Goal:
Find "Practice. Find the twig" in the records that follow; print that line and each subsequent line through the last one, verbatim and with nothing added.

----- Provided material -----

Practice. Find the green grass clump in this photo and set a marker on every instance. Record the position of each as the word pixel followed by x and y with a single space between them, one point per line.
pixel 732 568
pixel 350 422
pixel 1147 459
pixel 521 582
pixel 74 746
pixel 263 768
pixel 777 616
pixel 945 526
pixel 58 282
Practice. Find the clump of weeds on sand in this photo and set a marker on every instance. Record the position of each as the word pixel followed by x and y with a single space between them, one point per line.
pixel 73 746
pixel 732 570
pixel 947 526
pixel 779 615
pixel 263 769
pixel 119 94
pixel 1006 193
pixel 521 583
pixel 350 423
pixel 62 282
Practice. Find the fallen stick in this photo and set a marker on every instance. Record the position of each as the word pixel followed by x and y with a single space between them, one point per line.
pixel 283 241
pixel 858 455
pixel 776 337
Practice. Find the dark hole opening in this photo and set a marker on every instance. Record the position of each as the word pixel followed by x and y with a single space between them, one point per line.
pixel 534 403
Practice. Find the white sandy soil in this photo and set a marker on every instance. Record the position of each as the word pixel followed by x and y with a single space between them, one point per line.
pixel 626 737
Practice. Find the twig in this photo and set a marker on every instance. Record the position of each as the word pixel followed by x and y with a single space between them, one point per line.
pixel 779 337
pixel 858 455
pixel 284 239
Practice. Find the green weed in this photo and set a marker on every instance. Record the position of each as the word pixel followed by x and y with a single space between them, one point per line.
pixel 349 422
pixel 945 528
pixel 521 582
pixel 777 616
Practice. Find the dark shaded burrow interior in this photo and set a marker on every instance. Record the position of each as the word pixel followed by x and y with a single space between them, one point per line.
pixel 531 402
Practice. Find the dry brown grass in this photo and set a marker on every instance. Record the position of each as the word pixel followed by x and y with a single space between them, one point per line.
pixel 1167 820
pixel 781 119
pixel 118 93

-----

Answer to the exercise:
Practice. Find the twig in this photo and set a marker on every instance. Record the position of each as the word pixel followed by x and y with a single space between them, one point per line.
pixel 779 337
pixel 858 455
pixel 284 239
Practice. Find the green weed in this photo and set a marker on every instance. Record the position of each as the word pixel followed by x and y with a single space between them, one point per line.
pixel 349 422
pixel 945 528
pixel 521 582
pixel 777 616
Practice. Find the dark shaded burrow interior in this photo and set a marker on every instance. Record the position of each as the word pixel followed by x and y with a single space between them, one point per line.
pixel 531 402
Practice. Find the dry brown grass in this photo and set a marker on every instance. Record the position of each as the word pixel followed by x and y with a single space between them, one point per line.
pixel 1167 820
pixel 781 119
pixel 118 93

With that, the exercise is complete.